Exercise directions: Extract, exactly as written, all lines of the material below from the line that includes "[trace] woman officer in uniform" through its last line.

Source material:
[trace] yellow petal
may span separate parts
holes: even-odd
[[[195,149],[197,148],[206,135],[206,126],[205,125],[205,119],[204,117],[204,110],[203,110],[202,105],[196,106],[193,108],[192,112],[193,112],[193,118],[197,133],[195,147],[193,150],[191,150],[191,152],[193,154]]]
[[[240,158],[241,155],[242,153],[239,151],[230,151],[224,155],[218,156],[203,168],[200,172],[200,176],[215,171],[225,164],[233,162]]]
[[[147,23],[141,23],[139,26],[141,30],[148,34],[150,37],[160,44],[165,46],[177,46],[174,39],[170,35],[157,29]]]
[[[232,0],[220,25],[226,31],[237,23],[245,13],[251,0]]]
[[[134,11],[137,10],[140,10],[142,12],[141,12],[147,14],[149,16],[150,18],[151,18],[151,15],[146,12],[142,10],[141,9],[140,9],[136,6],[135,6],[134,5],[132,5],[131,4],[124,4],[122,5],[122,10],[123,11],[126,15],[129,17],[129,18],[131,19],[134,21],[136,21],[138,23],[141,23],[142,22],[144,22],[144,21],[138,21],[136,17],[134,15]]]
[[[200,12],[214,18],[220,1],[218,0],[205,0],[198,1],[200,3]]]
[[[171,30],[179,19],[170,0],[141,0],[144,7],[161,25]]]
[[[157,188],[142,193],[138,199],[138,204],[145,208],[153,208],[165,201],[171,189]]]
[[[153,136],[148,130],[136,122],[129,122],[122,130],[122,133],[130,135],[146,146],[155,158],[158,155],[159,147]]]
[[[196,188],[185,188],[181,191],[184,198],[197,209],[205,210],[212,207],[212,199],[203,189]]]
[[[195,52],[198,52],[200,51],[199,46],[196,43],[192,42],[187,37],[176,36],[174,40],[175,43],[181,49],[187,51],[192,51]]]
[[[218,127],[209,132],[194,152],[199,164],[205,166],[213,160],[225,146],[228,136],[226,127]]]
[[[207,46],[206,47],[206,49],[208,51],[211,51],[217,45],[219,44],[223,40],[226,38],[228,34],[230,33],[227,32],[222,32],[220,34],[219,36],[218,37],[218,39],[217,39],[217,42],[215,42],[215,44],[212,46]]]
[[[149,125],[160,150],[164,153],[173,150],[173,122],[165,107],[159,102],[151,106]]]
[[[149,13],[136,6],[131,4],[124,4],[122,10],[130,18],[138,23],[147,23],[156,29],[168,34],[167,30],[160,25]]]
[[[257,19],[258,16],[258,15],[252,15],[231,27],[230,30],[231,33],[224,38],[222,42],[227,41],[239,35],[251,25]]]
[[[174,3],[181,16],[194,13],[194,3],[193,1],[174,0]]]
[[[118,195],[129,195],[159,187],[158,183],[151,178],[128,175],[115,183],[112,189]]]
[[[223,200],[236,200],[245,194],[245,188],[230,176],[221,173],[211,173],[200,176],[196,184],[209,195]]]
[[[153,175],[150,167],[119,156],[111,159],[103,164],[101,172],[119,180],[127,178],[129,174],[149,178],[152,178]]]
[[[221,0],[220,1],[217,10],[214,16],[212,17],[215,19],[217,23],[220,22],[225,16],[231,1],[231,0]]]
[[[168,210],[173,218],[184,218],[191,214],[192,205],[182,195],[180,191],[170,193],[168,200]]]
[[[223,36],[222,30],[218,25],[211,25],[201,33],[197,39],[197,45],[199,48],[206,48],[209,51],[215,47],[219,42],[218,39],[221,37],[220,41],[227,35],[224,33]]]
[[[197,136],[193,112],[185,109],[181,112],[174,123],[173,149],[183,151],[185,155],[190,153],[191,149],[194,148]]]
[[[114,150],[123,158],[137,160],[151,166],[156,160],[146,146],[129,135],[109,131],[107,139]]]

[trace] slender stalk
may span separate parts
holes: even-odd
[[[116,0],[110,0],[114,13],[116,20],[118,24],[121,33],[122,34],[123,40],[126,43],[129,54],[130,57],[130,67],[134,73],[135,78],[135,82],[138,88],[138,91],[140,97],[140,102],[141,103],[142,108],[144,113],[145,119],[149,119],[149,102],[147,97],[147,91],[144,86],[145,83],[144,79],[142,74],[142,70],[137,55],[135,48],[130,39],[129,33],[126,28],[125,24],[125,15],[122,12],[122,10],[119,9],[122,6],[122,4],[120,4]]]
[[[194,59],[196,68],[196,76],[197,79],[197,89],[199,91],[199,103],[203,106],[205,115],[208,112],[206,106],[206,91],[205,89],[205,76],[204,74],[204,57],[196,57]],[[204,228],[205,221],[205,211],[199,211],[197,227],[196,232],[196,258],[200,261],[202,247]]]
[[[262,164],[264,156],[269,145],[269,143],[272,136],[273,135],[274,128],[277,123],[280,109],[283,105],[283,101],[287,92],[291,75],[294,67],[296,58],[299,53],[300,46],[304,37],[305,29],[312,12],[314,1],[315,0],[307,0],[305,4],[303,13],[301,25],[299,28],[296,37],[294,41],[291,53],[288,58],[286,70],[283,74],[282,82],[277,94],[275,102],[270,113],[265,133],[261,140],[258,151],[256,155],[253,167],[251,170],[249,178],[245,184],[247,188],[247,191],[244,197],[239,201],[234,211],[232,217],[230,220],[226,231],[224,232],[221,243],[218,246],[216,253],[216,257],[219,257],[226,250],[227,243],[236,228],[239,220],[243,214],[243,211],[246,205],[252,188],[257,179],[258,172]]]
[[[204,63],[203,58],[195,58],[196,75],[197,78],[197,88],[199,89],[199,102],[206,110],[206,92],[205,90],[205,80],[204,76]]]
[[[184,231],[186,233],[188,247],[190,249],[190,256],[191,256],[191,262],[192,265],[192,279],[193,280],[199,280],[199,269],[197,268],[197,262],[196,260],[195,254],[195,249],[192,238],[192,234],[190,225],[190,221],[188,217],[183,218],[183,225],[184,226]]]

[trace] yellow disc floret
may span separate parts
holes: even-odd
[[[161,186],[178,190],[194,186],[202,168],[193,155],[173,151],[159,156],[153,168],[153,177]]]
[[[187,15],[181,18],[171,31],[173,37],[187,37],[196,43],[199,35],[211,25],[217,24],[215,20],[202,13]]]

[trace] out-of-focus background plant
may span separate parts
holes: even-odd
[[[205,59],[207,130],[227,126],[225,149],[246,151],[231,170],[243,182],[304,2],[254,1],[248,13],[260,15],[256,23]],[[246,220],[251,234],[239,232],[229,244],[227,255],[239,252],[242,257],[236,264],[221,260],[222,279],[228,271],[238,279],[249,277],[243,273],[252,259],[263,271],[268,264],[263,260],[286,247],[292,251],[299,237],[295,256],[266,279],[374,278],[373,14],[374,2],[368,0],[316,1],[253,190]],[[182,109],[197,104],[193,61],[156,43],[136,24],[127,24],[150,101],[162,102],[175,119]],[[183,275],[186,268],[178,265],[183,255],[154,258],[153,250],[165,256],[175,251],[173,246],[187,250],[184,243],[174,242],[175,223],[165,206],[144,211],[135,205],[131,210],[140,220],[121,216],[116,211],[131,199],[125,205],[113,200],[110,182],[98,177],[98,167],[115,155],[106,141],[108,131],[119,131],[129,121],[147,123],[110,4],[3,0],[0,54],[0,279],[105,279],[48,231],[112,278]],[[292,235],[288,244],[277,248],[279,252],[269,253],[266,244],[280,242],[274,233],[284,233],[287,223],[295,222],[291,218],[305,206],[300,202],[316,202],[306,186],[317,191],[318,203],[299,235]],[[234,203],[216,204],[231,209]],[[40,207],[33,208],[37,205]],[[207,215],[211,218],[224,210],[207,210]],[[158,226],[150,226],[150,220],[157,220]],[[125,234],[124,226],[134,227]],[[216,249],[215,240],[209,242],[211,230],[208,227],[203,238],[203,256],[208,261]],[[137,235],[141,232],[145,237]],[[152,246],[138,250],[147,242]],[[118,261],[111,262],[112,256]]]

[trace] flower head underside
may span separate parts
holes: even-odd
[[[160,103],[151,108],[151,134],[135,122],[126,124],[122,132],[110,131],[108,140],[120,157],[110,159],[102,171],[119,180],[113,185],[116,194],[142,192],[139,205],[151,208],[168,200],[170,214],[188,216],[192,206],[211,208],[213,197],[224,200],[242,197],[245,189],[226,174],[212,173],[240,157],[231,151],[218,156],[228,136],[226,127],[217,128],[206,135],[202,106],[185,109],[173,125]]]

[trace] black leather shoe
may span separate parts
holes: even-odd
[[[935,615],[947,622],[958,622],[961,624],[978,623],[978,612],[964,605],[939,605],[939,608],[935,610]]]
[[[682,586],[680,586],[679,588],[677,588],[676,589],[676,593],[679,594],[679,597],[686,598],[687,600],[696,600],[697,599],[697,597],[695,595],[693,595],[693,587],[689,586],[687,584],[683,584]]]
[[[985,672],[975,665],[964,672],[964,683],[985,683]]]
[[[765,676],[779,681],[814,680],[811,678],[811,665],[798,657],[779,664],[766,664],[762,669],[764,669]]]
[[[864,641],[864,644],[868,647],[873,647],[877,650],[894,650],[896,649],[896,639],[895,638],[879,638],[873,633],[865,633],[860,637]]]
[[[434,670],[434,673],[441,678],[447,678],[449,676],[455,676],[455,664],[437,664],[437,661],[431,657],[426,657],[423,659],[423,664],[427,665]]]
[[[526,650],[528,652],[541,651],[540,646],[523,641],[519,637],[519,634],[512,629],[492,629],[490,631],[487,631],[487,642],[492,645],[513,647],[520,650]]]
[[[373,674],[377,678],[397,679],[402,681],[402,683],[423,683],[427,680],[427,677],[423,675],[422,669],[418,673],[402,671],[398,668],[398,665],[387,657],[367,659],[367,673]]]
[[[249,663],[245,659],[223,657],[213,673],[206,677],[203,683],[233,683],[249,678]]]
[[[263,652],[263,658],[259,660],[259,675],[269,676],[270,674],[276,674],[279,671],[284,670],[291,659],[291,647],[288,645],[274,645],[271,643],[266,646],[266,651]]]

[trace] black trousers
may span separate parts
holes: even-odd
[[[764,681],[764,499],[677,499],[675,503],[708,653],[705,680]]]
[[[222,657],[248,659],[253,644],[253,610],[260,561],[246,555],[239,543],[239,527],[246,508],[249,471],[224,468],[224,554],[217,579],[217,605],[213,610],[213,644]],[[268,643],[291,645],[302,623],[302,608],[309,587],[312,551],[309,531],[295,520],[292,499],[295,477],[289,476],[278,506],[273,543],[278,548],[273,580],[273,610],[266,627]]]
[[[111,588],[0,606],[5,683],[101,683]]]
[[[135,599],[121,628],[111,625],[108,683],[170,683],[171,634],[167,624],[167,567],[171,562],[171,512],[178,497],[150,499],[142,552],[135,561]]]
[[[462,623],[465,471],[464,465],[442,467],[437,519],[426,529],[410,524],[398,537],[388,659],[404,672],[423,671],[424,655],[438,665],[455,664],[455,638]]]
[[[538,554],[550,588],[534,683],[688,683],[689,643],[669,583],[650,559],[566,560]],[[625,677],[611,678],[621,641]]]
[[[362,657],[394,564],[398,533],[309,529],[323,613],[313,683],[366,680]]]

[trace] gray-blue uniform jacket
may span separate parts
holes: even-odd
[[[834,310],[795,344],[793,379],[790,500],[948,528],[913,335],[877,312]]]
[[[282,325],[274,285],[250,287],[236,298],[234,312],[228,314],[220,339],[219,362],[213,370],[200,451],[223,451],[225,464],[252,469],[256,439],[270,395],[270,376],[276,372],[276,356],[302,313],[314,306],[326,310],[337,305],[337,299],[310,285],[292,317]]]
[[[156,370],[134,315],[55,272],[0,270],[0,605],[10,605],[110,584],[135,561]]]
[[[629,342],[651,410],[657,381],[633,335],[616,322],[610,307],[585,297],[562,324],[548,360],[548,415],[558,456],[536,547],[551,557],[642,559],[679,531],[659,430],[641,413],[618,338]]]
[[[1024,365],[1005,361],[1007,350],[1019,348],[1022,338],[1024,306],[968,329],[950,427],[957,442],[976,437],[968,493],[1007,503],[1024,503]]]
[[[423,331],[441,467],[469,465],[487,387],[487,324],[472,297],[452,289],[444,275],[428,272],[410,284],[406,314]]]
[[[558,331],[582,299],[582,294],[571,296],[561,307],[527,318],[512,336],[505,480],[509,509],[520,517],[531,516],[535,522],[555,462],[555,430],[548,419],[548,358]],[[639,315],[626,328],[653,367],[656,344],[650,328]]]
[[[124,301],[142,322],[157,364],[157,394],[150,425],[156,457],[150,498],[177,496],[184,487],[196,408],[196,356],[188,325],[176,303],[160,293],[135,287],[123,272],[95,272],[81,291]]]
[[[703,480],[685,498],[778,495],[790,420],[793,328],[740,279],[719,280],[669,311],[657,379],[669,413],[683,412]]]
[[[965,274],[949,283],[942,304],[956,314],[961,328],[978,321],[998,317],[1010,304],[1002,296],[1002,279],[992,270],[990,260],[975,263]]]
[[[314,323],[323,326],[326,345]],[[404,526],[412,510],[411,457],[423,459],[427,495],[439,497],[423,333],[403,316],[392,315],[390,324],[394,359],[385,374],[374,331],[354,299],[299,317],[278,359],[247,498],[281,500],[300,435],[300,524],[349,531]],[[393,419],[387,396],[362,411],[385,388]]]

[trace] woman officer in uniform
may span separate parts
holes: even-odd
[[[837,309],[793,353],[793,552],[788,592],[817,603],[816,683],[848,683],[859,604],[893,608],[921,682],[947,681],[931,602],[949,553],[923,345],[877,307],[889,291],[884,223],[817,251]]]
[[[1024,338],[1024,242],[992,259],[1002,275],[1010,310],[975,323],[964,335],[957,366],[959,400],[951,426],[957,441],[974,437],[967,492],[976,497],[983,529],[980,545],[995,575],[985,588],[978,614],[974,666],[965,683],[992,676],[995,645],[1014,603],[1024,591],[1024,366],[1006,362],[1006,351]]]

Output for this exercise:
[trace] woman officer in uniform
may span separate parts
holes: even-odd
[[[837,309],[793,353],[793,552],[788,592],[817,603],[816,683],[848,683],[859,604],[893,608],[921,682],[947,681],[931,602],[949,553],[923,345],[877,307],[889,291],[884,223],[817,251]]]
[[[1024,338],[1024,242],[992,259],[1002,275],[1010,310],[975,323],[964,335],[957,366],[959,400],[951,426],[957,441],[974,437],[967,492],[976,497],[983,529],[980,545],[995,575],[985,588],[978,614],[974,666],[965,683],[992,676],[995,645],[1014,603],[1024,591],[1024,366],[1006,362],[1006,351]]]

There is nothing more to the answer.